**Action item**
Even where a record seems odd, copy it exactly as it appears below.

**Exercise material**
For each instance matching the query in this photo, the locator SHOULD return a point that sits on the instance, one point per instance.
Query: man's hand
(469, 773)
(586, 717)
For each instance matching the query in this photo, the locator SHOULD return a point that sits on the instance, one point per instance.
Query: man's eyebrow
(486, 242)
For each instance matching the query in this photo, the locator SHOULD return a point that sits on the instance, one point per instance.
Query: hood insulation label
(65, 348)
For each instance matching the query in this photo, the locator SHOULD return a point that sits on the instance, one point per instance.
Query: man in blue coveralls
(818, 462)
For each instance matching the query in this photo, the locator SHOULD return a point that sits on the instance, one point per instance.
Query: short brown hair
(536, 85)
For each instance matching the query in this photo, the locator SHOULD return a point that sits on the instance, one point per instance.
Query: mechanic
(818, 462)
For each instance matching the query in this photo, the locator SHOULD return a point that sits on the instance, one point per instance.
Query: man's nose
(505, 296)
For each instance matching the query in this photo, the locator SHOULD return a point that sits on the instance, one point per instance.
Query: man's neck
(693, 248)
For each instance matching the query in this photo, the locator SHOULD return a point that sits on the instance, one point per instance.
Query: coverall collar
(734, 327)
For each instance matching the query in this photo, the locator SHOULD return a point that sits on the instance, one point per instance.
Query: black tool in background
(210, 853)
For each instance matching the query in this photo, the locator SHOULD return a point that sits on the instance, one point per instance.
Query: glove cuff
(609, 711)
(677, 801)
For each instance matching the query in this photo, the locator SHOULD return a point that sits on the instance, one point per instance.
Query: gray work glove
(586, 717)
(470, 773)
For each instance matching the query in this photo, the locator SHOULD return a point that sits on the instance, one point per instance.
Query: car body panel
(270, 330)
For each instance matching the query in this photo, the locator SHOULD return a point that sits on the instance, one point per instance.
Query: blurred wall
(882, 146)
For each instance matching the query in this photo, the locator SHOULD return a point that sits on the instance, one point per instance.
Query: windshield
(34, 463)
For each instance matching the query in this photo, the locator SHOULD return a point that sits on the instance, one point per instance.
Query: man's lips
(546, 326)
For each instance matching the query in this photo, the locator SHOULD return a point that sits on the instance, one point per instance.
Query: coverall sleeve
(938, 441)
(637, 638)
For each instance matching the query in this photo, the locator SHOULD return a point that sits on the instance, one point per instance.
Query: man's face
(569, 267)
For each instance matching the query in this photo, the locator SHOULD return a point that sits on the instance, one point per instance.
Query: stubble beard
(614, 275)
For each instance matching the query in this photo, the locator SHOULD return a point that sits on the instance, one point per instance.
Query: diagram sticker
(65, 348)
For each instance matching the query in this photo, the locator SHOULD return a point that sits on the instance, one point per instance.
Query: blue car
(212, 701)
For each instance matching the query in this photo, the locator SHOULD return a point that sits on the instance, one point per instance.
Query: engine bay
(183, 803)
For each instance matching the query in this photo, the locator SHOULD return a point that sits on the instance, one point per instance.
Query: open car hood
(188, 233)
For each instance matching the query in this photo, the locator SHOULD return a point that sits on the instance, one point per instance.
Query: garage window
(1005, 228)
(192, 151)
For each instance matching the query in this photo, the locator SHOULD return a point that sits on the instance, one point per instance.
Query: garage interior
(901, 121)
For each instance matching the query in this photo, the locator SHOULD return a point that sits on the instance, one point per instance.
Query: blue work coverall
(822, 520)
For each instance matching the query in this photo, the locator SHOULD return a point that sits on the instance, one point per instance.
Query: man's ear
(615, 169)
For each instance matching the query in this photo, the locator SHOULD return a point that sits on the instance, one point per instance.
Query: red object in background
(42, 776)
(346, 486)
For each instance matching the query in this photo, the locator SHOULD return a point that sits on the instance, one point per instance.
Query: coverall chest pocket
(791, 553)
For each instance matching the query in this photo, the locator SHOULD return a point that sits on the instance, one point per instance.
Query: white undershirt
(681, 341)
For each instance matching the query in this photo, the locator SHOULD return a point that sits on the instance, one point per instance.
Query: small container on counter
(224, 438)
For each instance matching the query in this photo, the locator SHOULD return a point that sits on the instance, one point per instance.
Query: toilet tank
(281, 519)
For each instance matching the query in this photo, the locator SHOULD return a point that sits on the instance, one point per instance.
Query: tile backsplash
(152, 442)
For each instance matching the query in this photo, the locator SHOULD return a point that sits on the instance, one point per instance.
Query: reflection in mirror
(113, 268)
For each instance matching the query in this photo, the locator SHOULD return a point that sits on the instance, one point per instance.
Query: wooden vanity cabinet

**Your solution**
For each instance matching the query in this photo, the locator SHOULD return a point that sits on the instance, one point per instance.
Query: man's hand
(469, 773)
(586, 717)
For each instance matching the query in this photo, the locator SHOULD return a point that sits on the instance, one point per instance.
Query: man's eyebrow
(486, 242)
For each instance matching the query in this photo, the locator SHOULD return a point that sits on the instance, one point per instance.
Query: hood insulation label
(65, 348)
For each instance matching the query in this photo, the locator SHOULD return a point that sits on the instance, one point per instance.
Query: man in blue coveralls
(818, 462)
For each instance matching the query in this photo, the locator SHOULD return a point that sits on the instance, one point per instance.
Query: short brown hair
(536, 85)
For each instance matching the query in this photo, the locator SHOULD return a point that sits on the instance, one point per instance.
Query: mechanic
(818, 462)
For each instance matching the query in this photo, the locator SHOULD return a point that sits on the instance, one point per instance.
Query: man's nose
(505, 296)
For each instance matching the query in this photo, the locator SHOULD return a point that sits on the instance, one point per instance.
Query: man's neck
(693, 248)
For each instance matching the query in this photo, the locator SHOULD return a point that sits on the instance, one point per instance.
Query: coverall collar
(734, 327)
For each instance matching the query in this photo, the locator SHOULD return a point that sits on the instance, one point per instance.
Query: black tool in background
(210, 853)
For each instance matching the query in this photo, the locator SHOULD return a point that sits on the instance, one point per instance.
Query: glove cuff
(609, 711)
(677, 801)
For each instance matching the query in this photo, the locator SHOULD return a point that sits on the instance, one point per instance.
Query: gray work glove
(586, 717)
(470, 773)
For each instance matching the query in this photo, the locator SHOULD return a point that sits on the instance, one point per instance.
Query: car body panel
(270, 330)
For each instance matching the query in this photo, the locator SHOULD return a point that sits on the instance, one point per instance.
Query: blurred wall
(882, 146)
For each instance matching the query in this photo, the locator SHOULD return a point that sits on the instance, one point per instance.
Query: windshield
(34, 463)
For each instance matching the query in this photo, the locator SHOULD return a point that sits on the instance, one point per instance.
Query: man's lips
(546, 326)
For each instance matching the query in this photo, the locator SHOULD return a point that sits on the instance, one point per instance.
Query: coverall sleeve
(938, 441)
(637, 638)
For each instance matching the query in this photo, the locator SHOULD return a point that sits on the instance, one point per instance.
Query: man's face
(569, 267)
For each instance matching the query in this photo, the locator SHOULD return a point that sits on the instance, one point per instance.
Query: stubble beard
(614, 275)
For each instance matching the query in this photo, the locator SHOULD return a point that sits on the instance, one point per instance.
Query: diagram sticker
(65, 348)
For each instance matching the query in this photo, the locator SHOULD return a point that sits on the instance, one point per instance.
Query: blue car
(212, 701)
For each instance matching the query in this photo, the locator SHOULD return a point that sits on the instance, one point per instance.
Query: engine bay
(183, 803)
For each instance matching the query in this photo, the locator SHOULD return a point that sits on the instance, one point per instance.
Query: open car hood
(188, 233)
For each instance matching the query in this photo, the locator SHOULD return a point that sits on the instance, one point per instance.
Query: garage window
(1005, 228)
(192, 151)
For each instance matching the query in this photo, the locator SHOULD return a point that sits on the instance, one point per instance.
Query: garage interior
(901, 121)
For each instance matching the query in this photo, the locator SHOULD return a point that sits on the instance, one point per instance.
Query: blue work coverall
(822, 520)
For each instance matching the query in this photo, the locator SHOULD return a point that sits on the instance, one point per instance.
Query: man's ear
(615, 169)
For each instance matching the query in this photo, the locator SHOULD return a point that sits on the instance, one point per instance.
Query: red object in background
(42, 776)
(346, 486)
For each instance matching the query in this photo, the locator SHOULD return a point that sits on the instance, one point per instance.
Query: coverall chest pocket
(791, 553)
For each instance matching the query in this photo, the locator SHOULD return a point that sits on the instance, one point per instance.
Query: white undershirt
(681, 341)
For each instance matching the query in this photo, the locator SHOULD return a point that sits on the instance, one point per instance.
Query: small container on counter
(224, 438)
For each instance matching the query in this photo, the locator SHOULD return a point that sits on the instance, one point per instance.
Query: toilet tank
(281, 519)
For each instance matching the query in this photo, the locator SHOULD return a point that sits on the instance, one point per instance.
Query: tile backsplash
(152, 442)
For each instance matching the query in this photo, the locator SHOULD return a point that sits on the instance, one point per instance.
Query: reflection in mirror
(113, 268)
For each instance matching the query in this photo, the locator SHOULD return a point that sits on the instance, one point per instance.
Query: wooden vanity cabinet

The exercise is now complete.